Description of the task:
Copy out all of the lines below, putting "widest part" wherever "thickest part" appears and keeping everything else the same. Leave the pictures out.

Exercise inputs:
>> BEGIN

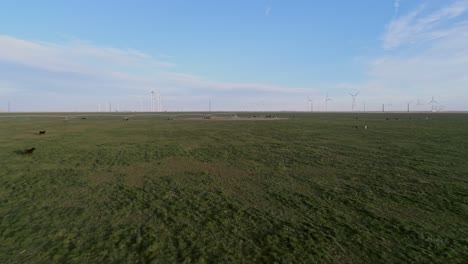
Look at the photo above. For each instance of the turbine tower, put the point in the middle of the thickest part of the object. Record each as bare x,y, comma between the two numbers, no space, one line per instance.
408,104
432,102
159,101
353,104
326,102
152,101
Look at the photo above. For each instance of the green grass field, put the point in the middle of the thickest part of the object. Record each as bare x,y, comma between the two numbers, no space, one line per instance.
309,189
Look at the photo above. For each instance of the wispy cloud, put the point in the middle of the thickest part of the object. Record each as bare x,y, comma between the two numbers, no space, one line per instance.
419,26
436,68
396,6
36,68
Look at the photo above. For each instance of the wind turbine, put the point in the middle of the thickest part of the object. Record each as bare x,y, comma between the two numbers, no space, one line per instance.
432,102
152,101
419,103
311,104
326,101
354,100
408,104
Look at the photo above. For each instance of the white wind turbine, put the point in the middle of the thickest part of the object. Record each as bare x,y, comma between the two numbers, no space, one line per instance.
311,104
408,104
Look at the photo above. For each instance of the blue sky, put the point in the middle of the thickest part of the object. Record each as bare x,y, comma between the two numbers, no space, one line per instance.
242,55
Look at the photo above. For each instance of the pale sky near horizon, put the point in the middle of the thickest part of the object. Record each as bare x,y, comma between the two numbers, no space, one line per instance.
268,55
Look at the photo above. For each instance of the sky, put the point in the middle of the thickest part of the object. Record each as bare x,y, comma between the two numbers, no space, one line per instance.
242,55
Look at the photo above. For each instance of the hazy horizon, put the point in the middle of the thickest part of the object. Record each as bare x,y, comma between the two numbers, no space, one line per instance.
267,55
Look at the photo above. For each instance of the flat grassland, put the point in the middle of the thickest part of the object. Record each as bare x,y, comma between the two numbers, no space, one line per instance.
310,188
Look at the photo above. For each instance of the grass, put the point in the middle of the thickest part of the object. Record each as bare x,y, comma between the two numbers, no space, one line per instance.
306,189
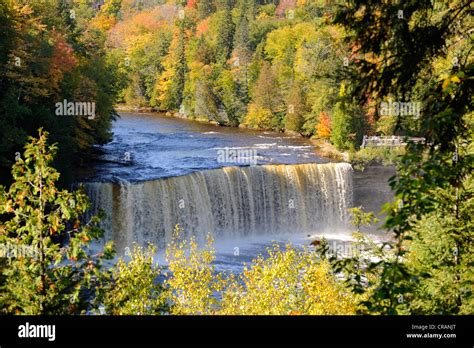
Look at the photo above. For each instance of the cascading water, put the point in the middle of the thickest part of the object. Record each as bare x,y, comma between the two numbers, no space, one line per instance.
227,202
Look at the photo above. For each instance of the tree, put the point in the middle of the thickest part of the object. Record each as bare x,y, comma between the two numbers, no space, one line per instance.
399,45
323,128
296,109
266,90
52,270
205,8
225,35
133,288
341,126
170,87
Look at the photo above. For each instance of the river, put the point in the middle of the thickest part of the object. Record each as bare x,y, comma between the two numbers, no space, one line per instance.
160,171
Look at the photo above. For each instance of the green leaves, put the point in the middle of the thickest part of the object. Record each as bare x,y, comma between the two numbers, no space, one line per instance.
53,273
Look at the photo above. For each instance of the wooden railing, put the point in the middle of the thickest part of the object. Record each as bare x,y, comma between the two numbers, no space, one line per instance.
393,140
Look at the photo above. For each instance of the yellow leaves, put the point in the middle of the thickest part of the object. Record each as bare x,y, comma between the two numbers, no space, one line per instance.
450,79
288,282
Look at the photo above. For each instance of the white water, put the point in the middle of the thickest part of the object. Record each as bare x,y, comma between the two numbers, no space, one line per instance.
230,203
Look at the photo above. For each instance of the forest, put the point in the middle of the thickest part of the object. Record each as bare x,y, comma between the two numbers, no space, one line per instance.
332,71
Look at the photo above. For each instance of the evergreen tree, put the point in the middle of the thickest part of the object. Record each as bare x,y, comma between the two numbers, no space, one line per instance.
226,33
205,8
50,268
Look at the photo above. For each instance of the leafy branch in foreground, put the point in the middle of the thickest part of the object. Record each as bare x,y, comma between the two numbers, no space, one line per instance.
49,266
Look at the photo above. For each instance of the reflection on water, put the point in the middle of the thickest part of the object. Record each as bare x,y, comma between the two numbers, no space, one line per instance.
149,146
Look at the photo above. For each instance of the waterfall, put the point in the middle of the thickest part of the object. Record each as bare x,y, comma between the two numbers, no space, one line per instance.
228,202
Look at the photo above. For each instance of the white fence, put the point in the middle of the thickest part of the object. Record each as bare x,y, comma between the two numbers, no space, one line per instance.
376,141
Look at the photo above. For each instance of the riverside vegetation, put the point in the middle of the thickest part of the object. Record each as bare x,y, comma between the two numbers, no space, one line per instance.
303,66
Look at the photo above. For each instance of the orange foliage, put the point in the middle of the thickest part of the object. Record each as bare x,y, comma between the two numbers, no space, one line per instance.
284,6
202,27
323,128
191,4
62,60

>> END

Expected output:
Look at the photo above. For each instance of the turbine tower, put the point in the middle of the widest part of the object. Record each as bare x,y, comma between the two numbers, no space, one line per instance.
408,104
432,102
159,101
353,104
326,102
152,101
Look at the photo above. For each instance of the green grass field, put the point in the middle of the widest part of the object. Record each as bare x,y, comma between the two numbers, no space, one line per instance.
309,189
Look at the photo above. For each instance of the wispy cloud, put the point in the middle of the widest part of the object. Record each as bare x,y, comma between the two numbers, no space, one line per instance.
419,26
436,68
396,6
36,68
Look at the photo above. For each instance of the wind turbine, put the point in the middle of the widest part of the object. Record each as bare x,y, comma between the two numbers, no space, one line per instance.
432,102
152,101
419,103
311,104
326,101
354,100
408,104
Look at the photo above. For each instance of the white wind turbine, put the point in the middle of the widest part of the object. Record each as bare x,y, comma between the two numbers, no space, one line per instance.
311,104
408,104
Look at the photo above. For each instance of the blue sky, put the point in the middle of the widest part of the object. Record each as bare x,y, comma between the two numbers, no space, one line per instance.
242,55
Look at the photo above. For each instance of the pale sky near horizon, put the point in the middle of the widest part of the object. Record each as bare x,y, comma between the two numbers, no space, one line per instance.
268,55
Look at the photo above. For each instance of the sky, put the point in the middle of the widest part of the object. Record each as bare x,y, comma between the two numbers, no space, one line per instance.
242,55
Look at the photo above. For each instance of the hazy horizon, put the point in the middle of the widest part of the object. Record each as bare x,y, comma between the two numbers, no space, one line per instance.
267,55
Look at the photo above. For each instance of the flat grassland, put the point in the middle of the widest part of the object. Record each as bare x,y, comma between the two numbers, no space, one line per instance.
310,188
Look at the photo above. For each instance of the grass, put the point in the middle of the widest part of the object. Record each as bare x,y, comma between the two numbers, no space, one line per instance.
306,189
Look at the photo above. For each instance of the cascading water, put the point in the middle of the widest part of the object. Record each as bare x,y, comma between the two numbers, no space, one line per instance.
227,202
Look at the photo above. For each instance of the tree, put the point in the middle of the widest part of the object. Record each as bare x,y, comma between the two numbers, no space, one line per instance.
399,45
323,128
296,109
266,90
52,270
205,8
225,35
133,288
341,126
170,87
Look at the photo above. For each instance of the river, put the point in the middle of the widest part of the object. Record each as bare x,y, comma between the two numbers, no space, one line per instance.
160,171
Look at the photo above. For each instance of the green leaves, put the point in the middle of the widest part of the object. Record each as bare x,y, comma between the two numbers, no space, one line per instance.
53,273
Look at the photo above. For each instance of the wooden railing, put the point in the middle of the widest part of the object. Record each as bare x,y, comma between the two numbers, no space, one line per instance.
393,140
Look at the photo above. For each instance of the yellow leaves, put the point in the middle of the widest part of the object. Record each as bare x,y, comma between the two numbers, no space, one line per instance.
450,79
288,282
Look at the photo above. For each instance of the white water, put the point in the middle of the widest part of the object. Record each as bare x,y, comma between the two numbers, no space, one line per instance.
230,203
Look at the photo above. For each instance of the forest, put the point in the middle of the widest part of the object. Record each as bare x,y, comma between the two numbers, no space, one line per instance.
332,71
Look at the photo above. For each instance of the evergreen tree, put the point in the middle of the widest part of the object. Record each as bare x,y, comma between the two numbers, no space, one line per instance.
226,33
205,8
50,268
Look at the photo above. For each instance of the leafy branch in foreground, put the point in the middle of the widest part of the object. Record each as bare x,y, comma between the two numbers, no space, one line per instance.
49,266
Look at the photo above. For each instance of the reflection on water, put the point in the middle of the widest part of the object. Record each as bare x,y, comma between the two numbers, no space, one line per instance.
149,146
Look at the photo above. For each instance of the waterfall, put the point in the middle of the widest part of the object. Record each as bare x,y, comma between the two numbers, no space, one line per instance.
228,202
Look at the photo above. For each instance of the white fence, put the point in the middle of the widest part of the object. Record each as bare x,y, comma between the two numbers, no space, one line per instance.
376,141
Look at the photo above. For each instance of the riverside vegetation, put the point in the middle of the widest part of the object. Record each as bare x,y, comma between the two numbers, no space, one line per instance.
303,66
Look at the photo above. For each instance of the orange foliage, put the point in the middle of the widest part of the object. Record each as bare x,y, comma between the two numbers, no space, one line per instance.
284,6
202,27
323,128
191,4
62,60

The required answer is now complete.